• Exercise task: Rescale the listing from the line with "query: camera lens" to the line with "(0, 210), (61, 240)", inclusive, reproducing every line, requests included, with each bounding-box coordinate in the answers multiplied by 2.1 and rounded to a whole number, halves rounded up. Leave the numbers in the requests and their format samples unchanged.

• Supplied records:
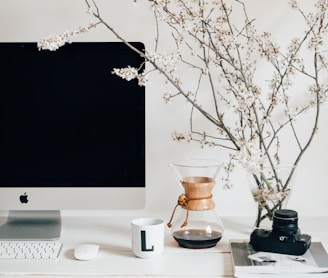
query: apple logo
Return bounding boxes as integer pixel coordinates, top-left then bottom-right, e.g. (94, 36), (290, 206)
(19, 192), (28, 204)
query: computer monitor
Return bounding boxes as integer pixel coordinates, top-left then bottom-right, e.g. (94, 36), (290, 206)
(0, 42), (146, 239)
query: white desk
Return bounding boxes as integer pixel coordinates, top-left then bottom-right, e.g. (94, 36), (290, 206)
(0, 216), (328, 277)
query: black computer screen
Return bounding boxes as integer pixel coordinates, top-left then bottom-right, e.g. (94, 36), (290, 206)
(0, 42), (145, 187)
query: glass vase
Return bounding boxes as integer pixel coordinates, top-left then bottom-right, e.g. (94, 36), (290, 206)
(168, 159), (223, 248)
(247, 165), (295, 229)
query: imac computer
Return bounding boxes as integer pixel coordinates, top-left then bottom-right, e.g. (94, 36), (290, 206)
(0, 42), (146, 240)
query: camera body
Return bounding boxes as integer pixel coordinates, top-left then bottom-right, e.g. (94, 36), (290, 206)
(250, 209), (311, 255)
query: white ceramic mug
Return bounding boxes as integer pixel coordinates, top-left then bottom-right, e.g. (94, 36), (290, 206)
(131, 218), (164, 258)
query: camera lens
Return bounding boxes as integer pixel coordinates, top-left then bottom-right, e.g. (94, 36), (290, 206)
(272, 209), (298, 234)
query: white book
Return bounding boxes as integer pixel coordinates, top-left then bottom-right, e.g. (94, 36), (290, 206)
(230, 240), (328, 278)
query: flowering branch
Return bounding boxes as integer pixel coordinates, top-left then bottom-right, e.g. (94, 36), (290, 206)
(39, 0), (328, 226)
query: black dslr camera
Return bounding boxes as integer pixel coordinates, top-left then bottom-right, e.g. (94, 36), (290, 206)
(250, 209), (311, 255)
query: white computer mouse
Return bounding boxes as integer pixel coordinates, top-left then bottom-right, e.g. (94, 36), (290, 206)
(74, 244), (99, 261)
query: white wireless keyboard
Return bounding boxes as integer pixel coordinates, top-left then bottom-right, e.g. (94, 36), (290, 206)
(0, 240), (62, 259)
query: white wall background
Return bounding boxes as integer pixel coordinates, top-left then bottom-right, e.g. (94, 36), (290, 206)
(0, 0), (328, 217)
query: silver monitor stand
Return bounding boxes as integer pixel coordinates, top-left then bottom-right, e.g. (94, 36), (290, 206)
(0, 210), (61, 240)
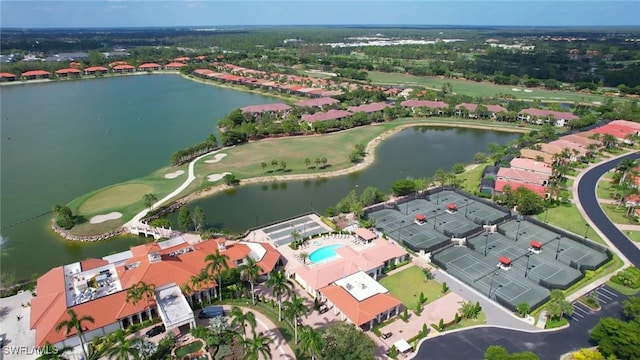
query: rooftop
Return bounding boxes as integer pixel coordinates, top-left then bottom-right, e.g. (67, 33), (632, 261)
(335, 271), (389, 301)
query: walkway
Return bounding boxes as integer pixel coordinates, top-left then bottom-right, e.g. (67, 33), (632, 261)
(414, 287), (626, 360)
(123, 146), (233, 228)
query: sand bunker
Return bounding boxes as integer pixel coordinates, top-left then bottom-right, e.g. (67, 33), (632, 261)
(207, 172), (231, 182)
(204, 153), (227, 164)
(89, 211), (122, 224)
(164, 170), (184, 179)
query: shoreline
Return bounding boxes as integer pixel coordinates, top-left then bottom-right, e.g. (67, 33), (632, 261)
(180, 122), (529, 204)
(0, 70), (180, 87)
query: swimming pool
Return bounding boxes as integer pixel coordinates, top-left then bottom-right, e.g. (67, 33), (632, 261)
(309, 244), (344, 263)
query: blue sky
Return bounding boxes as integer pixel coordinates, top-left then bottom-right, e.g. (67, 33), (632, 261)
(0, 0), (640, 28)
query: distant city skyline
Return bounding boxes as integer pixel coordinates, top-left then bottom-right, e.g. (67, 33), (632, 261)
(0, 0), (640, 28)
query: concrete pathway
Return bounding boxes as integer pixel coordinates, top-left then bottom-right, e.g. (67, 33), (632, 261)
(123, 146), (233, 227)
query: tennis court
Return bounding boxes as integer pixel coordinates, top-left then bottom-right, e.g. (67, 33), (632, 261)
(262, 215), (331, 246)
(432, 247), (550, 309)
(500, 221), (608, 268)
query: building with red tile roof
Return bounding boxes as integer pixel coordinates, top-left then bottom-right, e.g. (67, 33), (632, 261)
(113, 64), (136, 74)
(347, 102), (392, 114)
(240, 103), (291, 117)
(510, 157), (551, 177)
(518, 108), (580, 126)
(164, 62), (187, 70)
(294, 96), (340, 108)
(55, 68), (82, 77)
(0, 73), (18, 82)
(302, 109), (353, 126)
(320, 271), (402, 329)
(30, 238), (280, 346)
(22, 70), (51, 80)
(138, 63), (162, 71)
(84, 66), (109, 75)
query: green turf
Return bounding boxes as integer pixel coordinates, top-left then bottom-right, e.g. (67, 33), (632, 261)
(380, 266), (443, 310)
(369, 71), (604, 102)
(537, 203), (605, 244)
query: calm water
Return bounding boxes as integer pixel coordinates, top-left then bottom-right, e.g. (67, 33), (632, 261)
(181, 127), (519, 231)
(0, 75), (277, 278)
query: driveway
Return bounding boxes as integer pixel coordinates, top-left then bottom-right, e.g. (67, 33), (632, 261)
(576, 152), (640, 267)
(414, 286), (627, 360)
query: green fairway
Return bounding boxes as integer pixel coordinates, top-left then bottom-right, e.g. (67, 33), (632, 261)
(380, 266), (443, 310)
(537, 203), (605, 244)
(369, 71), (604, 103)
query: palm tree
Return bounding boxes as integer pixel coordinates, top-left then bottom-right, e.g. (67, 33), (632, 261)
(242, 333), (273, 360)
(267, 271), (293, 321)
(284, 293), (309, 344)
(240, 256), (262, 305)
(229, 306), (256, 339)
(104, 329), (142, 360)
(142, 193), (158, 210)
(56, 309), (95, 359)
(204, 250), (229, 300)
(300, 326), (324, 360)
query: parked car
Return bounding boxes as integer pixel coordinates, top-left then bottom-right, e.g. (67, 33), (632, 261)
(145, 325), (166, 338)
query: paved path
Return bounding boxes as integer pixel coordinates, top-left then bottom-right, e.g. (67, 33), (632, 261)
(123, 146), (233, 227)
(573, 152), (640, 267)
(414, 287), (626, 360)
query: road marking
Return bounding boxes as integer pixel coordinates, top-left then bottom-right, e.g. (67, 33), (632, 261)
(599, 286), (618, 297)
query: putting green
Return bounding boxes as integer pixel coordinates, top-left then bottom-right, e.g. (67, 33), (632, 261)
(78, 183), (153, 215)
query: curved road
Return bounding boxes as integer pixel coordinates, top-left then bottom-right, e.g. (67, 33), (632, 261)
(578, 153), (640, 267)
(414, 152), (640, 360)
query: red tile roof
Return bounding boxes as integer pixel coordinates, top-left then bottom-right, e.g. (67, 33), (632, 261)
(302, 110), (352, 123)
(495, 180), (547, 198)
(320, 285), (402, 326)
(519, 108), (579, 120)
(400, 100), (449, 109)
(348, 102), (391, 113)
(22, 70), (51, 76)
(294, 96), (340, 107)
(56, 68), (82, 74)
(84, 66), (109, 72)
(138, 63), (160, 69)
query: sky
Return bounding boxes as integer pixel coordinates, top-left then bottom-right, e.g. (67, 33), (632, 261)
(0, 0), (640, 28)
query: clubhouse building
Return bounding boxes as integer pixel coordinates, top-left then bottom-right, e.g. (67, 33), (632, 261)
(30, 237), (281, 348)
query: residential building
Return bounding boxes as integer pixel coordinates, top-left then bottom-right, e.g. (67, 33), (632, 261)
(30, 237), (281, 348)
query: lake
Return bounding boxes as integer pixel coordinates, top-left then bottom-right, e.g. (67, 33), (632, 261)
(0, 75), (519, 279)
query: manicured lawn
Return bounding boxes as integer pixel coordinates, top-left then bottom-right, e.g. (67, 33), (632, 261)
(607, 280), (640, 296)
(176, 340), (202, 359)
(445, 311), (487, 331)
(537, 203), (605, 244)
(380, 266), (442, 310)
(456, 163), (489, 194)
(601, 204), (638, 224)
(368, 71), (604, 102)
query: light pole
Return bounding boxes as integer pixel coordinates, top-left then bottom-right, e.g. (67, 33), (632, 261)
(484, 232), (489, 256)
(584, 223), (589, 239)
(487, 271), (498, 299)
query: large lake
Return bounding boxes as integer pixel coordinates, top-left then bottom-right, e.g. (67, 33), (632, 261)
(0, 75), (518, 278)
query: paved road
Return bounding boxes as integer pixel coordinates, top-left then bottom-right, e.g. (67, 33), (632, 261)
(578, 153), (640, 267)
(414, 286), (627, 360)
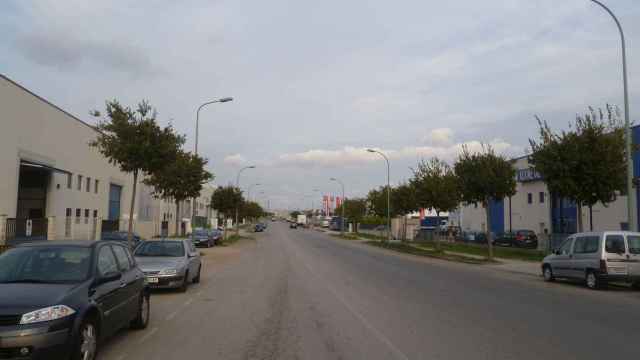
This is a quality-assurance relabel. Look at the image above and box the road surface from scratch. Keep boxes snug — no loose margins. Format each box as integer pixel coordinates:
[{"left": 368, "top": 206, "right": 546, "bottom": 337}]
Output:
[{"left": 101, "top": 223, "right": 640, "bottom": 360}]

• Response:
query: camera lens
Return bounding boxes as integer pixel coordinates, top-left then bottom-right, e.g. (94, 36), (290, 206)
(571, 439), (626, 491)
query: white book
Return bounding boxes as integer pixel coordinates, top-left then bottom-right, e.g. (94, 36), (290, 206)
(483, 504), (689, 584)
query: flowering branch
Return bounding boxes as integer pixel coordinates, top-left then bottom-right, e.g. (94, 36), (290, 206)
(82, 0), (689, 475)
query: black dslr camera
Return bounding boxes as integer pixel coordinates, top-left then bottom-right, e.g. (94, 36), (290, 206)
(525, 439), (653, 536)
query: white computer mouse
Return bounding boxes as integer pixel coordinates, top-left then bottom-right, e.g. (94, 36), (290, 206)
(155, 512), (208, 548)
query: white wireless keyboard
Return bounding boxes as integer pixel coordinates, top-left then bottom-right, e.g. (94, 36), (290, 206)
(0, 504), (130, 544)
query: white wall background
Return bounding boxes as integer pixel coordinates, top-left then bottom-right, e.g. (94, 36), (290, 206)
(0, 0), (689, 456)
query: silver monitor stand
Return bounding boxes as integer pixel coordinates, top-left then bottom-right, e.g. (94, 36), (290, 206)
(0, 441), (128, 504)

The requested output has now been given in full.